==== Entries shown

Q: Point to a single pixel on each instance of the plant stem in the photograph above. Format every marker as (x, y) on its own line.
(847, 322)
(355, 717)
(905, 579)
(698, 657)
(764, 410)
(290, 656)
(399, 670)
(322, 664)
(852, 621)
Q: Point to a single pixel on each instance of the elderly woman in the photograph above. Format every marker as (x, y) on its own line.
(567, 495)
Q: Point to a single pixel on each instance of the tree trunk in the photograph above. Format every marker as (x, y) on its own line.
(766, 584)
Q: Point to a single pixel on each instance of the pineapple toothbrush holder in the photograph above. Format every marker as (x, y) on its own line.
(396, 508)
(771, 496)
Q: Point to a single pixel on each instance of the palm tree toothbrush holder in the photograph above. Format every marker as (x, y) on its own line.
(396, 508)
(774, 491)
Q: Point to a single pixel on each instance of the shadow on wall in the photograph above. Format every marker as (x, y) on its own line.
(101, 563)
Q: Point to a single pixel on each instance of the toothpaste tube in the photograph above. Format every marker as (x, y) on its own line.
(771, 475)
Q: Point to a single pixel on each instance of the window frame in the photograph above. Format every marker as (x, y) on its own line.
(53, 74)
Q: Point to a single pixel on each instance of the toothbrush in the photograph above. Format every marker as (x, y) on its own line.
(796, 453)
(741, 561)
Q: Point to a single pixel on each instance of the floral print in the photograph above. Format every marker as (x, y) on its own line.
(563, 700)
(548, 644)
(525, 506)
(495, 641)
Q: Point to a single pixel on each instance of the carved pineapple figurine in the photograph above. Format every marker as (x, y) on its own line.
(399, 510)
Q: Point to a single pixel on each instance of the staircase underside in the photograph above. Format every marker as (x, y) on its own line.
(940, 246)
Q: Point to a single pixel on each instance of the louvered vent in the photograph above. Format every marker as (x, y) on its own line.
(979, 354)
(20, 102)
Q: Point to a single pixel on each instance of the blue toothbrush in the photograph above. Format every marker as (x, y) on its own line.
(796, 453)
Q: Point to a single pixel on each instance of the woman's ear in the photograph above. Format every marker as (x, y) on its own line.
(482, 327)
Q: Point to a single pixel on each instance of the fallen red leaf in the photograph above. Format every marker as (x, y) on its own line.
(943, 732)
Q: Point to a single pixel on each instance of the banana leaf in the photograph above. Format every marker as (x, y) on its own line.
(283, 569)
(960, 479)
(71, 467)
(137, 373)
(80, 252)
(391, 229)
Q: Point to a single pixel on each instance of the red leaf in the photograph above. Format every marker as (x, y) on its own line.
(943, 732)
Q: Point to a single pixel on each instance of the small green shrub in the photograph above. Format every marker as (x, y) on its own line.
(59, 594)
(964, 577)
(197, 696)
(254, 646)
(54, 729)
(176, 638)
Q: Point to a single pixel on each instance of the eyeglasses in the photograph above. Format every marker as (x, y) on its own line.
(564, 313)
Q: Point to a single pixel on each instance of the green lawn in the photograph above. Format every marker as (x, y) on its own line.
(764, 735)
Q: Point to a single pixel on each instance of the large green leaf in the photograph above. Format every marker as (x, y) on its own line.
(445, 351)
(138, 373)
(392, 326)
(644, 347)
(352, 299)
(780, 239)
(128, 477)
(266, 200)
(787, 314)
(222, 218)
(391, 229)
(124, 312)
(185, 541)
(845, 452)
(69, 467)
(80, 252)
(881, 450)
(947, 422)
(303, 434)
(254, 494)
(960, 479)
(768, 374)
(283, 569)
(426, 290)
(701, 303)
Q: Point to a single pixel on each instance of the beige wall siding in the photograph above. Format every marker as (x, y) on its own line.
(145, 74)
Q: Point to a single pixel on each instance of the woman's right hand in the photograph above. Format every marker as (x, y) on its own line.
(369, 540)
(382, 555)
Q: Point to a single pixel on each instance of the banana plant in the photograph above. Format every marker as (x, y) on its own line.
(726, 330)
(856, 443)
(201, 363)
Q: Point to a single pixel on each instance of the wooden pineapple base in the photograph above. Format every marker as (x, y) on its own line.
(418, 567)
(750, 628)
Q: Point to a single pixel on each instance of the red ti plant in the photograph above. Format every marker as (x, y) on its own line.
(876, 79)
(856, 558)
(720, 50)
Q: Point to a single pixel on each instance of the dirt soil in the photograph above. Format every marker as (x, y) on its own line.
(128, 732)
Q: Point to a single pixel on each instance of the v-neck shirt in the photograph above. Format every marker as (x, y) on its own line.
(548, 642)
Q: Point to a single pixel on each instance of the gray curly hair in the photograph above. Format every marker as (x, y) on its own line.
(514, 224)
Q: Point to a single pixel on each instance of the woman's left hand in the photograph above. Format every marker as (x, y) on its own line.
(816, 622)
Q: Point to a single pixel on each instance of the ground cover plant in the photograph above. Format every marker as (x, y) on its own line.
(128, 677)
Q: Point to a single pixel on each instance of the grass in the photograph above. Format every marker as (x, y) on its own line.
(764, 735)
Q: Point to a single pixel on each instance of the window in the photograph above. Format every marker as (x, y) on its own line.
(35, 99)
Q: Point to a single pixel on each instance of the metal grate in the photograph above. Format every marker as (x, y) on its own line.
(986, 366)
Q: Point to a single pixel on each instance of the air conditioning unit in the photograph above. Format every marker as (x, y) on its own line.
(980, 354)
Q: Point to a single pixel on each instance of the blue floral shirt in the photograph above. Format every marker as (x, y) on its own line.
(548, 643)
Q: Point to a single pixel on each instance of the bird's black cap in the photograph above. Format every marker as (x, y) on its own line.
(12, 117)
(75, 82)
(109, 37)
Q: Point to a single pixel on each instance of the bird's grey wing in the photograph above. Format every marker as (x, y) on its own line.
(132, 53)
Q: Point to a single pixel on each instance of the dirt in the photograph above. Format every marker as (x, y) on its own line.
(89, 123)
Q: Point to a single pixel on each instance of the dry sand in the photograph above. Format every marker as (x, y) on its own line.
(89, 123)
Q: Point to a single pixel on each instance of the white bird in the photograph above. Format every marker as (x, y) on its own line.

========

The task. Arrange the data above as a Markdown table with columns "Row" and "Text," running from the line with "the woman's left" through the end of the data, one line per row and numbered consecutively, with blank lines omitted.

Finished answer.
| Row | Text |
|---|---|
| 1 | Q: Point to a single pixel on each instance of the woman's left hand in the photograph above. Format every marker as (x, y) on its own line. |
| 2 | (816, 622) |
| 3 | Q: Point to a single pixel on each instance of the ground cover plant in the photograph above. Format every marker as (x, y) on its own line. |
| 4 | (128, 677) |
| 5 | Q: Point to a single pixel on each instance of the grass in the photograph above. Format every marker as (x, y) on its own line. |
| 6 | (764, 735) |
| 7 | Q: Point to a single pixel on each instance of the window in the photograph above. Format every marker as (x, y) on its own line. |
| 8 | (35, 99) |
| 9 | Q: Point to a single pixel on each instance of the metal grate in the photograph above. Format every marker as (x, y) on its own line. |
| 10 | (986, 366) |
| 11 | Q: Point to a single pixel on each instance of the air conditioning unit in the photograph above. Format every marker as (x, y) on its own line. |
| 12 | (980, 354) |
| 13 | Q: Point to a single pixel on each instance of the blue floral shirt in the photograph above. Format every marker as (x, y) on its own line. |
| 14 | (548, 643) |
| 15 | Q: Point to a single pixel on each instance of the bird's black cap in the photograph above. Format every marker as (x, y) on its own line. |
| 16 | (12, 117) |
| 17 | (75, 82) |
| 18 | (109, 37) |
| 19 | Q: Point to a single pixel on each instance of the bird's grey wing in the photograph above. Format every marker as (x, y) on its own line. |
| 20 | (132, 53) |
| 21 | Q: Point to a single pixel on each instance of the dirt in the photograph above. Format every marker as (x, y) on its own line. |
| 22 | (89, 123) |
| 23 | Q: Point to a single pixel on each instance of the dry sand in the photograph above. Format every marker as (x, y) on its own line. |
| 24 | (89, 123) |
| 25 | Q: Point to a single pixel on each instance of the white bird in the photograph above. Format every marker as (x, y) on its own line. |